- **Письменные задания**:
1: Перескажите короче, в виде списка, абзац отрывка о Марксе и «краже леса», начинающийся словами «б) юридическое обоснование собственности», сохранив его главные факты.
2: Продолжите, пожалуйста, отрывок о Марксе и «краже леса» после его последнего предложения.

- **Приведенный отрывок**:
<<<<

С другой стороны, почти одновременно, в той же серии статей в «Рейнской газете» (1842 – 1843 годы), Марксу открывается новая возможность – и, как всегда, возможность политическая, то есть мысль, порожденная действием, теория как результат практической деятельности, – для того чтобы глубже проникнуть в глубины «истории, которую делают». Маркс наблюдает за развитием нового «права в зародыше»: рейнский ландтаг превращает собирание хвороста – одну из традиционных форм поддержания существования бедноты – в «кражу леса», наказуемую в качестве преступления против собственности, которая, для того чтобы стать «современной», превращается в «абсолютную» [МЭ: 1, 119 – 160]. И вот, прочитав стенограмму дебатов в ландтаге, молодой Маркс приходит к исходным положениям своей будущей теории – теории истории, – своего «материалистического понимания истории», которое Энгельс назовет впоследствии одним из принципиальных открытий, сравнимым по значению с теоретическим ядром политэкономии Маркса – теорией прибавочной стоимости.
а) Право определяет и иерархизирует расхождения между действиями индивида и принципом существования общества. Но этот принцип не является извечным. Прежде решения ландтага хворост «собирается», затем, после принятия закона, он присваивается путем «кражи», то есть действие, которое, как отмечает один из депутатов, в обыкновенном сознании не считается преступным, объявляется таковым. Понятие собственности модифицируется. Возможно, это происходит в целях большей рационализации, большей справедливости? Маркс, оставаясь еще на позициях либерала, ученика Французской революции, и будучи пока что весьма рьяным приверженцем гегельянства, так как в его глазах государство воплощает Идею, неожиданно отмечает, что законодательство действует не абстрактно. Действительно, –
б) юридическое обоснование собственности находится в руках самих собственников, В статье есть прямое указание на этот факт, повторяющееся в разных вариантах: «лесовладелец затыкает рот законодателю»; «так как частная собственность не в состоянии подняться до уровня государственной точки зрения, то государство обязано опуститься до образа действий частного собственника»; удовлетворение интереса лесовладельца должно быть обеспечено, «хотя бы от этого погиб мир права и свободы». Сколько колебаний в подборе слов! Сколько сожалений по поводу фактического отрицания идеального государства, безмятежного законодателя! Но зато вопрос теперь ставится так: не гражданское ли общество создает государство вопреки устоявшемуся мнению о том, что государство создает общество? От ответа на этот вопрос зависит вся концепция истории.

>>>>

- **Предоставленные данные**:
<<<<

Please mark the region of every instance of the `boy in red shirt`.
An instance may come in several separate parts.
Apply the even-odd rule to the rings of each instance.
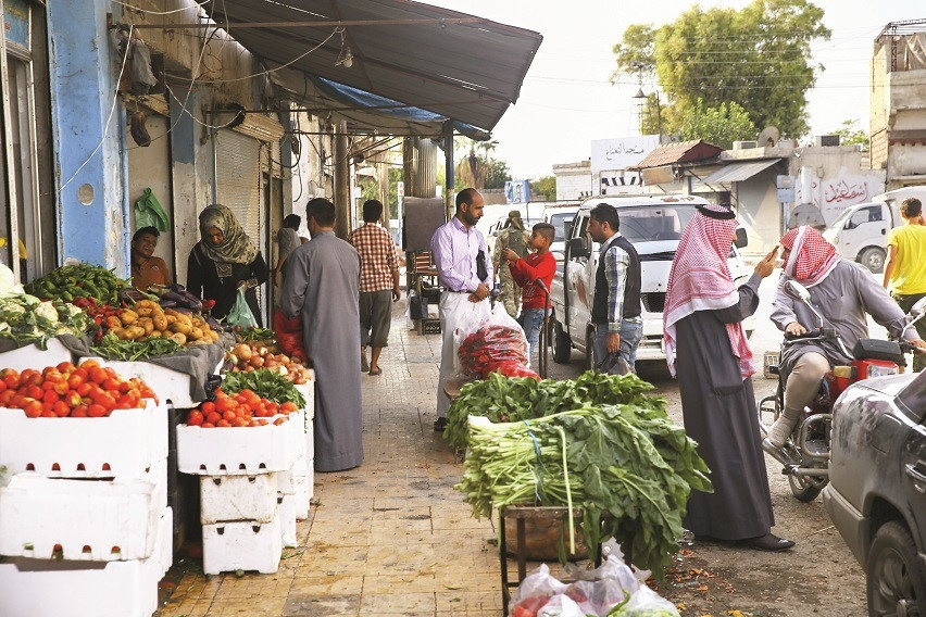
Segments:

>>>>

- **Ответы к заданиям**:
1:
- Юридическое обоснование собственности находится в руках самих собственников.
- Статья прямо и в разных вариантах указывает на этот факт:
  - «лесовладелец затыкает рот законодателю»;
  - государство обязано опуститься до образа действий частного собственника, так как частная собственность не может подняться до государственной точки зрения;
  - интерес лесовладельца должен быть обеспечен, «хотя бы от этого погиб мир права и свободы».
- В подборе слов видны колебания и сожаление о фактическом отрицании идеального государства и безмятежного законодателя.
- Вопрос теперь ставится так: не гражданское ли общество создает государство, вопреки устоявшемуся мнению, что государство создает общество.
- От ответа на этот вопрос зависит вся концепция истории.

2:
в) Вследствие каких причин новое гражданское общество ведет к абсолютизации собственности? А об этом процессе свидетельствует законодательство не только о хворосте, но также по поводу собирания диких ягод – натурального продукта, на собирание которого также налагается запрет. Это происходит оттого, что ягоды тоже стали «статьей дохода» и отправляются бочками в Голландию в обмен на деньги. Таким образом, натуральный продукт становится собственностью, как только он становится товаром: природа продукта требует монопольного права, так как ее открыл интерес частной собственности. Терминология вызывает чувство удивления – попытки отождествить монопольное право и собственность предпринимались еще в докапиталистический период развития общества, и особенно часто во время различных продовольственных бунтов в древности. Подобные попытки питались мифом об экономической свободе; для того, кто ничего не имеет, свободное пользование присвоенным продуктом обладает всеми прерогативами монопольного права. Среди основных постулатов капиталистической экономики часто теряется из виду главный: чтобы стать товаром, продукт должен превратиться в абсолютную собственность. В докапиталистическом обществе ни один продукт не был таковым. Это также один из уроков, извлеченных из дебатов в ландтаге.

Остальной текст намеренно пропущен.